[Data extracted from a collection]
--

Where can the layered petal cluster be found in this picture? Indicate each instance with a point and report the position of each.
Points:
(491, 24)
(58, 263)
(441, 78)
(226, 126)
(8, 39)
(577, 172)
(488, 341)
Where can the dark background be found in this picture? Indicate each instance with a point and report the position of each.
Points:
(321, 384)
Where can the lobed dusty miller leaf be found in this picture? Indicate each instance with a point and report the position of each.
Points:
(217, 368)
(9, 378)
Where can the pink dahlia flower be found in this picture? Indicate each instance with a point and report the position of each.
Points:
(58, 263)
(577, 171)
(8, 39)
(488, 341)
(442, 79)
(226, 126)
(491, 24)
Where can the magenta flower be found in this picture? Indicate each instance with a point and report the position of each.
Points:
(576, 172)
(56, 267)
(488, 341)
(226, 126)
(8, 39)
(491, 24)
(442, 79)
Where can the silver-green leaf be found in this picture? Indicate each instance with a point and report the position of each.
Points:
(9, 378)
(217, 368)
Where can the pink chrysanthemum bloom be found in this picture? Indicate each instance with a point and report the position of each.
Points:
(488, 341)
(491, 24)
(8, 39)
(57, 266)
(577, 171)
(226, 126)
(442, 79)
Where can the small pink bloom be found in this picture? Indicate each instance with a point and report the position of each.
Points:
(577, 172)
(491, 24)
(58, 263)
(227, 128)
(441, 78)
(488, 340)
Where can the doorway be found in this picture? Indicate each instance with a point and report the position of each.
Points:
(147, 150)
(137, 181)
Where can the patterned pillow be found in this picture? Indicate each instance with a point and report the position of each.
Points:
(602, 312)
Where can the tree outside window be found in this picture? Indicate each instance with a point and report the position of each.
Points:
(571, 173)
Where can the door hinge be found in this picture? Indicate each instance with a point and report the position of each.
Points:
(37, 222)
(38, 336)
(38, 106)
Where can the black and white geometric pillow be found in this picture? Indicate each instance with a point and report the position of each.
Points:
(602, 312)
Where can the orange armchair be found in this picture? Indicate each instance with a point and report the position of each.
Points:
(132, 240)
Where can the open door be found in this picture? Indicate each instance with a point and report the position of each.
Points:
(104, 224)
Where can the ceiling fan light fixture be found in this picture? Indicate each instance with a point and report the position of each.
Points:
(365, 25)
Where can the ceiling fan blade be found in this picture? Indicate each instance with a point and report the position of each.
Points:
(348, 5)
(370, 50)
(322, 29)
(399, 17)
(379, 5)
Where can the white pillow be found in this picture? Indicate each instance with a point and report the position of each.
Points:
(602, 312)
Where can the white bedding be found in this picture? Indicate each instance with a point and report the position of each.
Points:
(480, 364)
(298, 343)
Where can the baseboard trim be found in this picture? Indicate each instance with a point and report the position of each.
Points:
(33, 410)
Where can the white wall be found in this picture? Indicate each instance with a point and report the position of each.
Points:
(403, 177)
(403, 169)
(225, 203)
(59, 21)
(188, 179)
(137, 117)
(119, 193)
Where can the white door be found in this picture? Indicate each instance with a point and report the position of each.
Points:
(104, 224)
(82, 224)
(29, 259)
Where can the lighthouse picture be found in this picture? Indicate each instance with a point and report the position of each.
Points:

--

The answer must consist of every line from the data that holds the string "pink".

- **RESPONSE**:
Where can the pink dahlia flower be found in this picture? Indicate each instance with a point and report the position of each.
Where can the pink chrysanthemum bloom be found in this picture? Indicate each instance with a point and report the position of each.
Where can the small pink bloom be found in this picture? Indicate each instance with a point and report the position of each.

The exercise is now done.